_Records to process_
>>>>>
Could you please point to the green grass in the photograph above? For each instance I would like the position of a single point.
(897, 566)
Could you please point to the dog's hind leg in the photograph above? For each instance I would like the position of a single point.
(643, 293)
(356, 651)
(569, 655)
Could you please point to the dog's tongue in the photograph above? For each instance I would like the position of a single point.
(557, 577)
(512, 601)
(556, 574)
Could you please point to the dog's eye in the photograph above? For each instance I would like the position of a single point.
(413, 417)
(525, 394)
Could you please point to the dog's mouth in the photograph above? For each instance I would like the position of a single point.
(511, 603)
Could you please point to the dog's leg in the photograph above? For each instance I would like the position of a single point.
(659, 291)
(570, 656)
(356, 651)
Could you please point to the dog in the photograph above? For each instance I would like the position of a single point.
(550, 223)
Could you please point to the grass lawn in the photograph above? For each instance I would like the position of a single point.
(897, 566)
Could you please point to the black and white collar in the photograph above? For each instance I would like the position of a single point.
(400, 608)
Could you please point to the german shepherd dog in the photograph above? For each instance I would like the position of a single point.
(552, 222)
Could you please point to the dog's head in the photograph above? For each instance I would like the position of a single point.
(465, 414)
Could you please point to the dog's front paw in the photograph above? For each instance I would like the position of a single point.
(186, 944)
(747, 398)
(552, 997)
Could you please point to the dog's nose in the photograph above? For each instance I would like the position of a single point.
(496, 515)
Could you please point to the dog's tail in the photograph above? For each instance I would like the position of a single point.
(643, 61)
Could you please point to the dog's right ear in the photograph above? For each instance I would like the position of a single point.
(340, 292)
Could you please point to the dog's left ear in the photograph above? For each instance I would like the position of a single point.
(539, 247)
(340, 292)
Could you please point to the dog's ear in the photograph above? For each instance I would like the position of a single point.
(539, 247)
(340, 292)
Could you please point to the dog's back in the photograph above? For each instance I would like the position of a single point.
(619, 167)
<<<<<
_Short task_
Restate the whole listing exactly, leaving out nothing.

_Written response_
Could you please point to the green grass in the photograph above? For each instance I would like the position of a single point.
(897, 566)
Could you please point to the dog's hind leg in the photograph above? For each instance I would like the position of a single point.
(643, 293)
(356, 651)
(569, 655)
Could you please point to the dog's tongue in the photograph above? For each instance I would like the position of a single point.
(557, 577)
(512, 601)
(556, 574)
Could you please point to the dog's eye in the photograph above? For each instance I would like the position of a single point.
(413, 417)
(525, 394)
Could you please point to the dog's mouth in the photograph above? For each instance I would like the position of a single point.
(511, 603)
Could you please point to the dog's leg in the photograph above? For each instance I would like the position of a single point.
(659, 291)
(570, 656)
(356, 651)
Could you please point to the dog in the photograph above? For each instance I would like the position of a single point.
(550, 223)
Could you please point to the grass lawn in the photograph above? For each instance I would like the position of a single point.
(897, 566)
Could you please point to the black and white collar in the photograph above? For each instance I would like the position of a single point.
(400, 608)
Could you please point to the german shepherd dog in the photograph above? For each instance I would like the position of a single point.
(552, 222)
Could you please point to the dog's head in the photograph above? For each instance I would like the position of a single point.
(465, 414)
Could you please point to the dog's front paw in the photograph above? For each instance I would like the position of a single point.
(186, 944)
(747, 398)
(552, 997)
Could you please point to the dog's nose in the photograph above? For each instance I would like the position of a single point.
(496, 515)
Could you please point to the dog's tail in the photograph above? For each instance I would like the position of a single point.
(643, 61)
Could you please point to the dog's right ear in the photograph above? For each instance I would like the position of a single point.
(340, 292)
Could you please point to the dog's left ear in the photograph above? For each instance I would like the position of a single point.
(539, 247)
(340, 292)
Could you please point to the dog's ear in the photograph above? For each instance I would like the position of a single point.
(539, 247)
(340, 292)
Could you please point to the dog's back in the photograph above? For each instance I would like the position of a single point.
(619, 167)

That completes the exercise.